>> BEGIN Quoted passage

In December 2007, the United States entered into the longest recession it’s been in since World War II. Because the economic downturn was so severe, the recovery since the end of the Great Recession in June 2009 has been slow, according to the Federal Reserve Bank of New York. In fact, a 2018 study found that many Americans are still rattled from the Great Recession.
But how is the nation as a whole doing now compared with where it was over a decade ago? GOBankingRates looked at economic trends to find out how well our nation has recovered and how the U.S. has changed since the Great Recession.
Unemployment Has Dropped Dramatically
The highest the unemployment rate climbed during the Great Recession was 9.5 percent, according to the Bureau of Labor Statistics. However, the percentage of unemployed workers continued to climb even after the end of the recession. The unemployment rate hit a high of 10 percent in October 2009 and didn’t fall below 9 percent until October 2011.
Now, unemployment in the U.S. is the lowest it’s been since 2000. As of August 2018, the national unemployment rate was 3.9 percent.

>> END Quoted passage

■ Given problem ■
Reproduce the passage on how the U.S. has recovered since the Great Recession word for word, from start to finish.

>> BEGIN Data provided

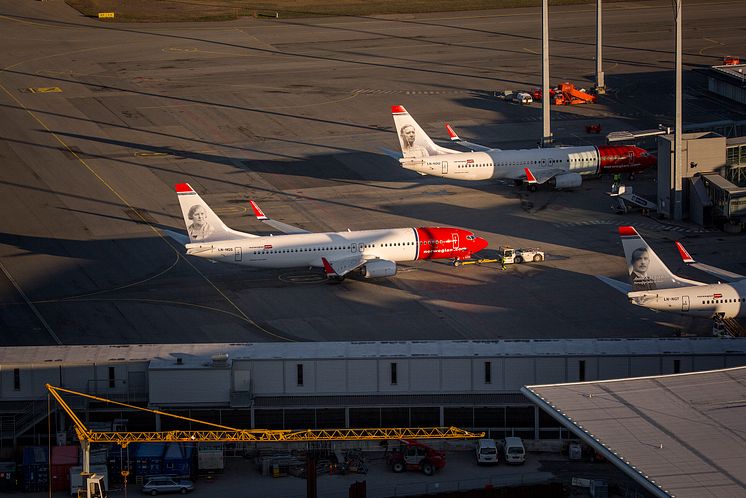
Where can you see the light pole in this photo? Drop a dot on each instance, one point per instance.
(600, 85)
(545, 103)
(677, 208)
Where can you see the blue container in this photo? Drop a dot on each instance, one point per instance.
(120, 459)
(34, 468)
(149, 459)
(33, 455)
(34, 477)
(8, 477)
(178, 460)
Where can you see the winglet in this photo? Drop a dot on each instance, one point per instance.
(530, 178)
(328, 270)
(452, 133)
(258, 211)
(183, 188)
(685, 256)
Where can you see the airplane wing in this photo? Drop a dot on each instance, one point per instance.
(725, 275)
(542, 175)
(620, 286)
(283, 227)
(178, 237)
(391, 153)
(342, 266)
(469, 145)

>> END Data provided

■ The solution ■
In December 2007, the United States entered into the longest recession it’s been in since World War II. Because the economic downturn was so severe, the recovery since the end of the Great Recession in June 2009 has been slow, according to the Federal Reserve Bank of New York. In fact, a 2018 study found that many Americans are still rattled from the Great Recession.
But how is the nation as a whole doing now compared with where it was over a decade ago? GOBankingRates looked at economic trends to find out how well our nation has recovered and how the U.S. has changed since the Great Recession.
Unemployment Has Dropped Dramatically
The highest the unemployment rate climbed during the Great Recession was 9.5 percent, according to the Bureau of Labor Statistics. However, the percentage of unemployed workers continued to climb even after the end of the recession. The unemployment rate hit a high of 10 percent in October 2009 and didn’t fall below 9 percent until October 2011.
Now, unemployment in the U.S. is the lowest it’s been since 2000. As of August 2018, the national unemployment rate was 3.9 percent.